[Records from a dataset]
———
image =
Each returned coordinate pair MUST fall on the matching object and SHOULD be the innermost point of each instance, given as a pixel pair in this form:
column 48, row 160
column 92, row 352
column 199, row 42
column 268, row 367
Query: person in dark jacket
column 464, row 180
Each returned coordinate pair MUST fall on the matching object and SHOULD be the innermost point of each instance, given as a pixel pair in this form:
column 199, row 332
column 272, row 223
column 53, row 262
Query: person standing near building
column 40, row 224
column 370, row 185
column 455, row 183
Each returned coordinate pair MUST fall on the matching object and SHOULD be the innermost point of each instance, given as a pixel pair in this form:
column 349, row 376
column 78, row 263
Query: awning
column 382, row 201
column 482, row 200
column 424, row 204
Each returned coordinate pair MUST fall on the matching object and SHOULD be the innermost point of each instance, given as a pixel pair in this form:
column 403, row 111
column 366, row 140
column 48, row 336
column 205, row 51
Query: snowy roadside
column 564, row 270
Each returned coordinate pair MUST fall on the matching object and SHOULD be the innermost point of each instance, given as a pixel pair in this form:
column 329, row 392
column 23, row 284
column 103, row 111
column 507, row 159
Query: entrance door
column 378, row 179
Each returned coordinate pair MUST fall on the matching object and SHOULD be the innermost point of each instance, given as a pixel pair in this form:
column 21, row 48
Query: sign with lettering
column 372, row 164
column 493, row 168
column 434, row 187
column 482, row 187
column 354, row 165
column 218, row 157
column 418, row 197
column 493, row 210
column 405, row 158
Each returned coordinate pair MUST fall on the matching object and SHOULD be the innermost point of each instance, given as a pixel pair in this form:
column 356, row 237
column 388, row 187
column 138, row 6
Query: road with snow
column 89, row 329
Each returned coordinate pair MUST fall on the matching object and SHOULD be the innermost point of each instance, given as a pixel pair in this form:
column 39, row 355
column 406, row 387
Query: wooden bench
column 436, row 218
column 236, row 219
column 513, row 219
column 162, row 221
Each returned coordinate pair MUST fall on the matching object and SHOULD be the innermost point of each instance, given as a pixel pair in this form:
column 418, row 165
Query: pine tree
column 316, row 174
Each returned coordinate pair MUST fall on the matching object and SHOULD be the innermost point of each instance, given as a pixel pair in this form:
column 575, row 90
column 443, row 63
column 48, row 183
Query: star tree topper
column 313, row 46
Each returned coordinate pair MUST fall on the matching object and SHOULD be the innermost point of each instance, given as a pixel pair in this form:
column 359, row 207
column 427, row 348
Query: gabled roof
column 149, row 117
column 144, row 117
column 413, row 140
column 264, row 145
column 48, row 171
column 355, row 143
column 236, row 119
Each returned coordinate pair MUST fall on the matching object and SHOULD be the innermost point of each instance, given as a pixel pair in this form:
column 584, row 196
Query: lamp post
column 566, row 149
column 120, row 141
———
What you should do :: Make an exact copy of every entry.

Exercise output ::
image =
Each returned coordinate pair MUST fall on the matching object and SHOULD be the innermost point of each instance, given as a pixel pair in this form:
column 48, row 160
column 92, row 352
column 199, row 42
column 268, row 367
Query: person in dark jacket
column 464, row 180
Each returned coordinate pair MUST fall on the matching object and SHOULD be the innermost point of each instance, given as a pixel pair in this form:
column 199, row 332
column 272, row 223
column 53, row 262
Query: person standing near building
column 40, row 224
column 370, row 185
column 455, row 183
Each returned coordinate pair MUST fall on the matching object and SHOULD be the innermost point of each instance, given as a pixel pair in this form:
column 349, row 376
column 78, row 263
Query: awning
column 382, row 201
column 482, row 200
column 424, row 204
Each returned coordinate pair MUST fall on the matching object and SHOULD be the innermost point of each instance, given as a pixel pair in this form:
column 403, row 111
column 366, row 140
column 48, row 336
column 205, row 51
Query: snowy roadside
column 564, row 270
Each returned coordinate pair MUST fall on the matching object and SHOULD be the innermost point of each instance, given as a pixel pair in this form:
column 329, row 392
column 23, row 284
column 103, row 111
column 507, row 159
Query: entrance door
column 378, row 179
Each returned coordinate pair MUST fall on the matching object and SHOULD be the innermost point of each instance, given as a pixel pair in this form:
column 21, row 48
Query: sign with lettering
column 372, row 164
column 493, row 168
column 434, row 187
column 482, row 187
column 354, row 165
column 218, row 157
column 418, row 197
column 493, row 210
column 405, row 158
Each returned coordinate pair MUST fall on the matching object and SHOULD be the innermost point of each instance, given as a pixel pair in this form:
column 356, row 237
column 388, row 187
column 138, row 6
Query: road with snow
column 89, row 329
Each returned coordinate pair MUST fall on the matching object and SHOULD be the innermost point of each instance, given as a pixel pair in this form:
column 39, row 355
column 406, row 387
Query: wooden bench
column 436, row 218
column 236, row 219
column 513, row 219
column 162, row 221
Each returned coordinate pair MUST fall on the matching object and SHOULD be the innermost point of each instance, given as a pixel pair in this form:
column 418, row 165
Query: pine tree
column 316, row 174
Each returned coordinate pair MUST fall on the matching object and SHOULD be the innermost point of each instance, given as a pixel pair in this form:
column 575, row 90
column 443, row 63
column 48, row 183
Query: star tree topper
column 313, row 46
Each returned coordinate pair MUST fall on the matching object and SHOULD be the innermost point of each instance, given as a pixel pair in this form:
column 359, row 207
column 427, row 348
Query: gabled roof
column 149, row 117
column 144, row 117
column 413, row 140
column 264, row 145
column 48, row 171
column 355, row 143
column 236, row 119
Each returned coordinate pair MUST fall on the matching object and SHOULD be the innermost point of each instance, given as a pixel pair in this form:
column 584, row 196
Query: lamp post
column 566, row 149
column 120, row 141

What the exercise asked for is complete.